━━━ INPUT DATA ━━━

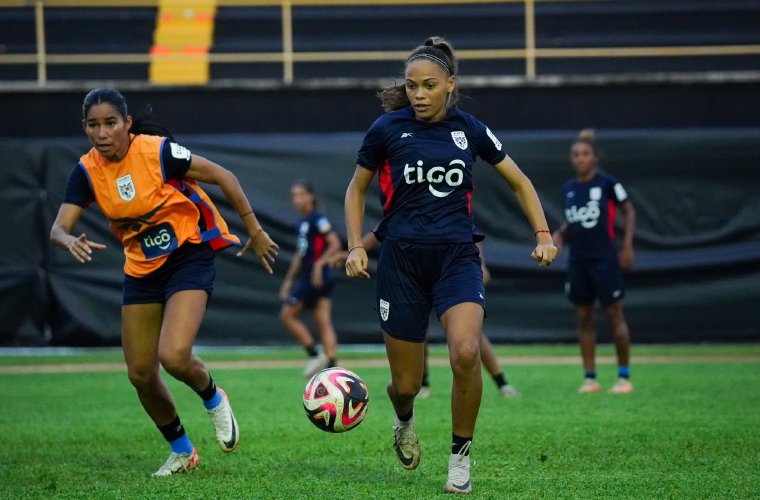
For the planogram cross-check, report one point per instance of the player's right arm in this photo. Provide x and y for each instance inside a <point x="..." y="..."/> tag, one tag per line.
<point x="60" y="234"/>
<point x="356" y="197"/>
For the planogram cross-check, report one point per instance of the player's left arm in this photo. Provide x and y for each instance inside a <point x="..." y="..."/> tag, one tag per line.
<point x="629" y="225"/>
<point x="545" y="251"/>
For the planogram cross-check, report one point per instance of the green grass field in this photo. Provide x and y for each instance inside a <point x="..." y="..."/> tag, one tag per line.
<point x="691" y="430"/>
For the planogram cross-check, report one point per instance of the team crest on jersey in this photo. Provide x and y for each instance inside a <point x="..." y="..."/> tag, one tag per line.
<point x="459" y="139"/>
<point x="126" y="187"/>
<point x="384" y="309"/>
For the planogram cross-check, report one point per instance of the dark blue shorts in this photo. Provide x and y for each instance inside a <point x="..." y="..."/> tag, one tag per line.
<point x="190" y="267"/>
<point x="588" y="280"/>
<point x="413" y="279"/>
<point x="307" y="294"/>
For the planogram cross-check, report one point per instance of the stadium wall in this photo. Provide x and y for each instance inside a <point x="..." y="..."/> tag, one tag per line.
<point x="697" y="274"/>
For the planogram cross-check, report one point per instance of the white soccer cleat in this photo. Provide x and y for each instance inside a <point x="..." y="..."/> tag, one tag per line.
<point x="509" y="392"/>
<point x="225" y="425"/>
<point x="459" y="472"/>
<point x="406" y="444"/>
<point x="315" y="364"/>
<point x="179" y="463"/>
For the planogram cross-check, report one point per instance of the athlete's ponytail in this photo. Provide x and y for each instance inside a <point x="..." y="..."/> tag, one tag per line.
<point x="435" y="49"/>
<point x="150" y="124"/>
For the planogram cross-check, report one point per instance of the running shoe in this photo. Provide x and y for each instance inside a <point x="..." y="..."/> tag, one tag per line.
<point x="225" y="425"/>
<point x="406" y="444"/>
<point x="459" y="472"/>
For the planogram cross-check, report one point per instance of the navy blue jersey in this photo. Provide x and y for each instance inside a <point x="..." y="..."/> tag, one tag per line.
<point x="312" y="241"/>
<point x="590" y="209"/>
<point x="79" y="192"/>
<point x="425" y="173"/>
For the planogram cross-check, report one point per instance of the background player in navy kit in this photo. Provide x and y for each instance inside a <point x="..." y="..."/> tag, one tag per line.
<point x="423" y="150"/>
<point x="316" y="247"/>
<point x="595" y="268"/>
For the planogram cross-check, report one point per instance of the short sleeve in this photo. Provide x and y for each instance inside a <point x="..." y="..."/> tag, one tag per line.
<point x="175" y="160"/>
<point x="488" y="147"/>
<point x="78" y="190"/>
<point x="372" y="152"/>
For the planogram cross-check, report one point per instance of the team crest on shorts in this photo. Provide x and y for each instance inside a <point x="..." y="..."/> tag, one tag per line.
<point x="384" y="309"/>
<point x="126" y="187"/>
<point x="459" y="139"/>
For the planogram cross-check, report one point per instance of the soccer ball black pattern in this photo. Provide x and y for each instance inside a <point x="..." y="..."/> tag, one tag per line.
<point x="336" y="400"/>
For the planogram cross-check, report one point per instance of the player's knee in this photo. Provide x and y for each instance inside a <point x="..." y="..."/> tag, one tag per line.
<point x="465" y="357"/>
<point x="141" y="377"/>
<point x="174" y="361"/>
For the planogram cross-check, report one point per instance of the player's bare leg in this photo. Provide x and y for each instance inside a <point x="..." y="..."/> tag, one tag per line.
<point x="584" y="314"/>
<point x="406" y="361"/>
<point x="463" y="324"/>
<point x="622" y="338"/>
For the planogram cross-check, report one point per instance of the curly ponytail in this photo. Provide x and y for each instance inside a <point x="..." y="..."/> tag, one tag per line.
<point x="436" y="49"/>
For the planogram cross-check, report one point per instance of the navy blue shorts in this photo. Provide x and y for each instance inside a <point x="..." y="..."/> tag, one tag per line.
<point x="190" y="267"/>
<point x="413" y="279"/>
<point x="307" y="294"/>
<point x="588" y="280"/>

━━━

**TASK PROMPT:** Retype the listing exactly. Pictures do not belong in the copy.

**OUTPUT FOR THIS TASK:**
For the planogram cross-check, report one point per instance of the player's right arm in this photo. Provide x and y for each instance inside a <point x="..." y="..."/> tag, one tag per line.
<point x="60" y="234"/>
<point x="356" y="197"/>
For the planogram cross-check, report one point per instance of the player's left arm in this photo. Provide x and y for each instance inside a <point x="..." y="..."/> tag, one tag per line.
<point x="629" y="225"/>
<point x="545" y="251"/>
For the planogram cross-check, report one point per instance of the green grass field in this photo. Provide x and y for each instance inside a <point x="..." y="..."/> tag, one tag per line.
<point x="691" y="430"/>
For the planogram cross-check, report one point per instance of the team crest on jersey in this photo. Provide x and y for each instance inside a <point x="..." y="..."/> tag, one tag per line.
<point x="459" y="139"/>
<point x="126" y="187"/>
<point x="384" y="309"/>
For the planogram cross-check, report one point per instance of the dark blue shorts in this photo. Provide x and y for each instance inside a <point x="..." y="..."/> tag, one tag per line.
<point x="190" y="267"/>
<point x="588" y="280"/>
<point x="413" y="279"/>
<point x="307" y="294"/>
For the planogram cross-check, report one point per instance of the stadium wall in this photo. Provide x and y for each instance inside a <point x="..." y="..."/> tag, one tag per line.
<point x="697" y="274"/>
For the planogram cross-check, report one point per instance of the white soccer cleat in this photo. Provide x and y for each instance inside a <point x="..." y="..."/> tag, one tag per line.
<point x="509" y="392"/>
<point x="225" y="425"/>
<point x="459" y="472"/>
<point x="406" y="444"/>
<point x="315" y="364"/>
<point x="179" y="463"/>
For the planogram cross-check, report one point per instance of the athlete's ponytail in this photo. Provide x and y for each instance inside a <point x="..." y="..."/> tag, one tag per line.
<point x="435" y="49"/>
<point x="150" y="124"/>
For the planogram cross-check, report one point per instance of the running shoe in this photo. Provide x and y for each instance inside a <point x="..." y="..."/> tag, one tag per line.
<point x="225" y="425"/>
<point x="406" y="444"/>
<point x="459" y="472"/>
For the planogram cross-check, report one point per instance of the navy blue jersey in this photo. Provide x and y for each instance inside a <point x="..." y="..."/> tag, one tag per line.
<point x="312" y="241"/>
<point x="590" y="209"/>
<point x="79" y="192"/>
<point x="425" y="173"/>
For the planogram cross-check, report one point per instance of the background player in navy kit in this photo. Provide x and y for each instance inside a <point x="..." y="..."/> tag, one tag per line.
<point x="423" y="150"/>
<point x="316" y="247"/>
<point x="595" y="268"/>
For the planogram cross-check, report one point per instance of the short sleeve in this photo. Provide x and y for each instance inside a <point x="..." y="..."/> tag, one tag per line.
<point x="175" y="160"/>
<point x="488" y="147"/>
<point x="78" y="190"/>
<point x="372" y="152"/>
For the planogram cross-check, report one point per instance of the team crest on shorts in this photo. Provide x and y for each instance inside a <point x="..." y="..."/> tag, one tag per line.
<point x="384" y="309"/>
<point x="126" y="187"/>
<point x="459" y="139"/>
For the planogram cross-check, report one point per instance of the soccer ball black pattern in this photo. Provide x and y for each instance inside a <point x="..." y="..."/> tag, one tag per line.
<point x="336" y="400"/>
For the planogram cross-check, report one point per instance of the player's knee in this photo. Provide x and y for each instance inside a <point x="..." y="..."/> tag, one tag per line.
<point x="465" y="357"/>
<point x="141" y="377"/>
<point x="174" y="361"/>
For the planogram cross-check, report one point per instance of the player's bare leg in this photo. Provide x and y for each instance inside a <point x="..." y="..."/> tag, one tag per line.
<point x="584" y="314"/>
<point x="406" y="361"/>
<point x="463" y="324"/>
<point x="622" y="338"/>
For the planogram cross-check, report one point per instance of the curly ponytail in this photo. Provide x and y for each instance inside a <point x="..." y="..."/> tag, one tag per line.
<point x="436" y="49"/>
For the planogram cross-check, report one point per instance of the navy blue shorts in this photo. Provide x and y for each instance inside a <point x="..." y="..."/> tag, one tag per line.
<point x="190" y="267"/>
<point x="413" y="279"/>
<point x="307" y="294"/>
<point x="588" y="280"/>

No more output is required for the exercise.